-- Aufgaben --
1. Wie heißt laut dem Textauszug das antike Kochbuch, das zeigt, wie kreativ man bei den Rezepten war?
2. Multipliziere in den Datensätzen jede Koordinate der Umrisse mit 1,9 und runde auf ganze Zahlen, wobei halbe aufgerundet werden. Gib dabei die Zeilen samt Anfragen neu aus, beginnend bei der Zeile mit „[region] front side window“ und endend nach der Zeile mit „[[[4,0],[2,29],[170,29],[170,1]]]“, und lass die Bilder in der Antwort weg.

-- Textauszug --
----

Einige Gewürze wurden aus Fernost importiert und viele davon kennen wir noch heute aus unserer Küche: Dill, Koriander, Sellerie und Bohnenkraut etwa. „Die römische Kultur liebte außerdem die See und ihr reiches Angebot an kulinarisch nutzbaren Erzeugnissen, die sie auch in Form von Fischsaucen, Fischkonserven oder Meeresschnecken bis ins Binnenland lieferte“, so Thüry. Bei den Rezepten war man kreativ, wie ein antikes Kochbuch, das De re coquinaria beweist: Unter anderem findet man dort ein Rezept für ein Gericht namens „Schweinswurst gefüllt mit Siebenschläfer“.
Darstellung eines römischen Banketts nach griechischem Vorbild. Auf dem Tischchen befinden sich die Gefäße zum Anmischen von Wein.
Wein, Wein und nochmals Wein:
Nach dem Festmahl das Gelage?

----

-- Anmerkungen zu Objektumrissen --
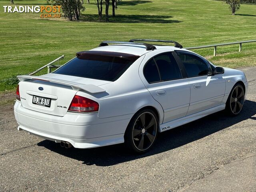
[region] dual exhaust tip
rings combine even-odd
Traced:
[[[61,141],[60,142],[60,146],[62,147],[65,147],[66,148],[68,148],[72,147],[72,145],[69,142]]]

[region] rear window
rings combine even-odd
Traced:
[[[80,52],[76,58],[53,73],[114,81],[139,57],[115,52]]]

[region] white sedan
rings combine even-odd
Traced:
[[[224,109],[238,115],[248,88],[242,71],[155,40],[104,41],[51,73],[18,78],[18,130],[67,148],[124,142],[139,153],[158,132]]]

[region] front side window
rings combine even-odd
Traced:
[[[171,53],[165,53],[151,59],[144,68],[144,76],[149,83],[182,78],[180,68]]]
[[[208,62],[196,55],[182,51],[176,52],[184,65],[188,77],[207,75],[211,69]]]
[[[114,81],[139,57],[114,52],[86,51],[53,73]]]

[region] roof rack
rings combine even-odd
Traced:
[[[183,47],[178,42],[174,41],[167,40],[159,40],[157,39],[131,39],[129,42],[134,42],[134,41],[148,41],[152,42],[164,42],[166,43],[173,43],[174,44],[174,47],[182,49]]]
[[[101,47],[102,46],[107,46],[108,45],[108,43],[116,43],[116,44],[131,44],[133,45],[144,45],[146,46],[147,51],[149,51],[150,50],[154,50],[155,49],[156,49],[156,47],[155,47],[154,45],[151,45],[150,44],[148,44],[147,43],[137,43],[135,42],[126,42],[125,41],[102,41],[100,45],[99,45],[99,47]]]

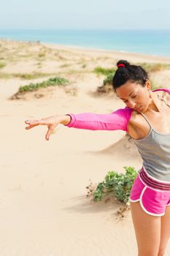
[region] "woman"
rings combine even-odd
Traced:
[[[56,115],[26,121],[26,129],[48,127],[46,140],[62,124],[87,129],[122,129],[129,134],[143,159],[130,196],[139,256],[163,256],[170,237],[170,89],[151,91],[146,71],[119,61],[112,80],[126,105],[109,114]]]

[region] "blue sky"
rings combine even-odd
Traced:
[[[4,0],[2,29],[170,29],[170,1]]]

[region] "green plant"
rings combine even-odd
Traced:
[[[69,81],[63,78],[50,78],[47,81],[43,81],[42,83],[30,83],[28,85],[20,86],[19,88],[18,92],[22,93],[24,91],[36,91],[39,88],[46,88],[48,86],[65,86],[69,83]]]
[[[0,62],[0,69],[1,69],[2,67],[5,67],[6,64],[4,62]]]
[[[124,167],[125,173],[109,171],[104,181],[100,182],[93,192],[94,201],[101,201],[107,195],[112,195],[119,202],[129,201],[131,189],[138,171],[133,167]]]

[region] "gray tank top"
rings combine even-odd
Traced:
[[[143,139],[132,140],[143,159],[143,166],[150,176],[170,182],[170,134],[156,132],[147,117],[141,114],[150,126],[150,131]]]

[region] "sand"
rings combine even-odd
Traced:
[[[129,148],[125,132],[59,125],[46,141],[46,127],[26,131],[24,120],[55,113],[110,113],[123,103],[114,95],[95,94],[104,79],[93,72],[96,67],[109,67],[123,58],[170,64],[170,58],[17,42],[6,42],[5,47],[6,66],[1,72],[6,78],[0,79],[0,255],[136,255],[131,211],[120,219],[118,202],[95,203],[86,196],[90,181],[103,181],[109,170],[123,173],[130,165],[140,168],[142,160]],[[36,56],[39,48],[45,50],[43,60]],[[12,77],[32,72],[45,72],[47,77],[31,80]],[[69,87],[40,90],[44,95],[40,98],[30,93],[9,99],[20,85],[46,80],[53,73],[67,78]],[[151,75],[159,78],[155,80],[158,86],[170,87],[170,69]],[[170,243],[166,255],[170,255]]]

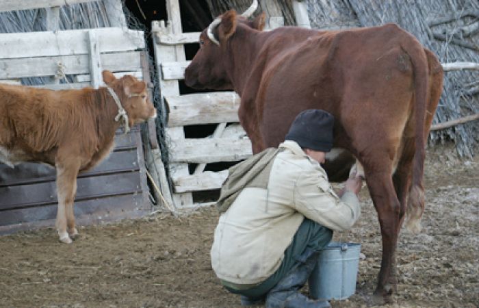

----

-- Ergebnisse --
1. De re coquinaria.

2.
[region] front side window
rings combine even-odd
Traced:
[[[325,101],[314,101],[287,112],[274,129],[274,144],[283,158],[346,148],[342,129]]]
[[[395,118],[372,105],[346,97],[334,99],[350,124],[357,146],[393,143],[401,131]]]
[[[217,154],[264,108],[217,99],[163,97],[101,139]]]

[region] roof rack
rings combine even-odd
Traced:
[[[348,89],[338,80],[331,78],[317,76],[302,76],[298,74],[249,74],[245,80],[255,80],[255,78],[281,78],[289,80],[312,80],[315,82],[329,82],[331,84],[331,89],[346,93]]]
[[[192,89],[194,87],[203,87],[205,86],[205,82],[220,82],[220,84],[249,84],[253,86],[274,86],[277,87],[279,97],[283,97],[285,95],[293,95],[295,93],[296,93],[296,89],[295,89],[293,86],[287,86],[285,84],[281,84],[279,82],[260,82],[257,80],[239,80],[238,78],[194,78],[190,86],[188,86],[188,89]]]

[region] "woman"
rings combine even-odd
Traced:
[[[106,219],[49,230],[49,245],[91,241],[87,266],[118,236],[165,245],[232,245],[245,255],[272,302],[247,372],[264,486],[310,486],[323,450],[323,169],[287,173],[277,135],[226,116],[213,152],[239,200],[207,217]]]

[region] "blue sky"
rings combine even-odd
Traced:
[[[8,0],[4,55],[323,55],[323,2]]]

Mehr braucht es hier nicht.